* _DOCUMENTO_
************

25 Junho 2012
Os governos dos países sul-americanos, reunidos na União das Nações da América do Sul (Unasul) e no bloco do Mercosul suspenderão, nesta semana, a participação do Paraguai em suas atividades, segundo expectativa do governo brasileiro.
A decisão é uma resposta ao que a maioria dos países já classificou publicamente como uma "ruptura da ordem democrática" no Paraguai: a deposição do presidente Fernando Lugo em pouco mais de um dia, sem direito adequado de defesa. A ação fio considerada pela presidente Dilma Rousseff um "precedente perigoso" para a democracia na região.
A reportagem é de Sergio Leo e Fernando Exman e publicada pelo jornal Valor, 25-06-2012.
A suspensão é temporária, não equivale à expulsão do país. Pelas regras do Mercosul, a medida sujeita o Paraguai a sanções que podem variar do bloqueio terrestre ao corte de financiamentos.
A presidente Dilma Rousseff, decidiu deixar indefinidas as sanções, propositadamente, à espera da reação paraguaia.
O Brasil descartou, porém, fechar a fronteira ou o comércio em Foz do Iguaçu, ou qualquer outra ação que possa trazer prejuízos imediatos à população paraguaia, segundo determinação da presidente. Em nota oficial, o Uruguai indicou a solução esperada pelos sócios do Mercosul: novas eleições "tão rápido quanto possível".
Acredita-se, entre governos da região, ser possível ao novo governo paraguaio convocar novas eleições em três meses, para dar legitimidade a um novo presidente do Paraguai, segundo admitiu ao Valor uma autoridade brasileira.
Lugo, que deveria sair do governo em agosto de 2013, foi derrubado pelo Congresso paraguaio em um processo relâmpago na semana passada, sob o pretexto de "mau desempenho" das funções, uma semana após um conflito de terras que resultou na morte de 11 ocupantes ilegais e seis policiais que executavam uma ordem de reintegração de posse de uma fazenda.
A maior preocupação do governo brasileiro é com o que Dilma, em reunião com presidentes da Unasul, na quinta-feira, no Rio, chamou de "precedente perigoso". Há insatisfação política interna com outros governos do continente, como na Bolívia, que recentemente enfrentou uma greve de policiais classificada pelo presidente Evo Morales de "tentativa de golpe". Nem a Colômbia estaria imune ao risco de manobras antidemocráticas, argumenta um auxiliar da presidente.
O governo brasileiro quer deixar claro que os países devem se comprometer com a normalidade democrática, que tem nas eleições a melhor maneira de lidar com presidentes impopulares ou considerados inconvenientes.
A avaliação brasileira é compartilhada por outros governos, como o da Argentina, cujo vice-presidente, Amado Boudou, divulgou nota afirmando não ver o caso paraguaio como "fato isolado". Não se discute, no entanto, a volta de Lugo ao poder.
Ao contrário do ex-presidente de Honduras, Manuel Zelaya, que não aceitou ser deposto do poder e exigiu a reintegração ao cargo, após um golpe comandado por militares, empresários e parlamentares, Lugo fez um discurso acatando a decisão do Congresso, embora tenha dito não aceitar o cerceamento de seu direito de defesa.

************

* _TAREFA PROPOSTA A_
Localize nas entradas cada linha que contém a palavra "corners" e copie todas elas.

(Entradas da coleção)
************

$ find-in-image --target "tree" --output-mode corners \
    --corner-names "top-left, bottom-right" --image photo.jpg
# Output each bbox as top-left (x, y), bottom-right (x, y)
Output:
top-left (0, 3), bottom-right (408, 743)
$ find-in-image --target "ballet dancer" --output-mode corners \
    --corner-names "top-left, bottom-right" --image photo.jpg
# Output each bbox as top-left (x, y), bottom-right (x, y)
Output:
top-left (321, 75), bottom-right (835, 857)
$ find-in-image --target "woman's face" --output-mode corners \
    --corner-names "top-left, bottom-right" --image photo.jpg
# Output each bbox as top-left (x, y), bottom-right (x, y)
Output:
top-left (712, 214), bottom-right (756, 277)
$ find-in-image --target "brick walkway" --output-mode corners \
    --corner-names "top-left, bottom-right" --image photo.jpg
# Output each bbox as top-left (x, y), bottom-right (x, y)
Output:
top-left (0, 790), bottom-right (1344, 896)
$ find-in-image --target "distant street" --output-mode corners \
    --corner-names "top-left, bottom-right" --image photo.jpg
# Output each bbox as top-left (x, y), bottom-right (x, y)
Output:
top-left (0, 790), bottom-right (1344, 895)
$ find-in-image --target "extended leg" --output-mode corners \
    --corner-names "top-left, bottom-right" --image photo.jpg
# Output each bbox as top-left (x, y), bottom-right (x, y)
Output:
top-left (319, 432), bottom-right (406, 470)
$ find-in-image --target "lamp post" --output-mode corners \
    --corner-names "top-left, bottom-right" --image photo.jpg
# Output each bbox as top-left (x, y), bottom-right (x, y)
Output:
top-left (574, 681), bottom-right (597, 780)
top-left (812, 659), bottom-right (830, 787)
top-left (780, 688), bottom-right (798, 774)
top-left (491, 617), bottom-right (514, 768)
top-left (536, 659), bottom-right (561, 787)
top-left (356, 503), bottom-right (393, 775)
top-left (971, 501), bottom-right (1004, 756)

************

* _TAREFA PROPOSTA B_
Retome, por favor, a reportagem sobre a suspensão do Paraguai no Mercosul e na Unasul, continuando logo depois da última frase apresentada.

* _RESULTADO DA TAREFA A_
$ find-in-image --target "tree" --output-mode corners \
$ find-in-image --target "ballet dancer" --output-mode corners \
$ find-in-image --target "woman's face" --output-mode corners \
$ find-in-image --target "brick walkway" --output-mode corners \
$ find-in-image --target "distant street" --output-mode corners \
$ find-in-image --target "extended leg" --output-mode corners \
$ find-in-image --target "lamp post" --output-mode corners \

* _RESULTADO DA TAREFA B_
Dilma ficou mal impressionada com a falta de apoio popular ao presidente deposto, para a qual não havia sido devidamente advertida pelo Itamaraty. Na sexta-feira, quando autoridades brasileiras acompanhavam com Dilma, do Rio, os resultados da missão de chanceleres enviada a Assunção para tratar da crise política no Paraguai, o governo do Brasil chegou a temer uma "guerra civil" como reação contra a queda de Lugo. Os temores se revelaram exagerados, e o apoio político a Lugo foi muito menor do que se imaginava.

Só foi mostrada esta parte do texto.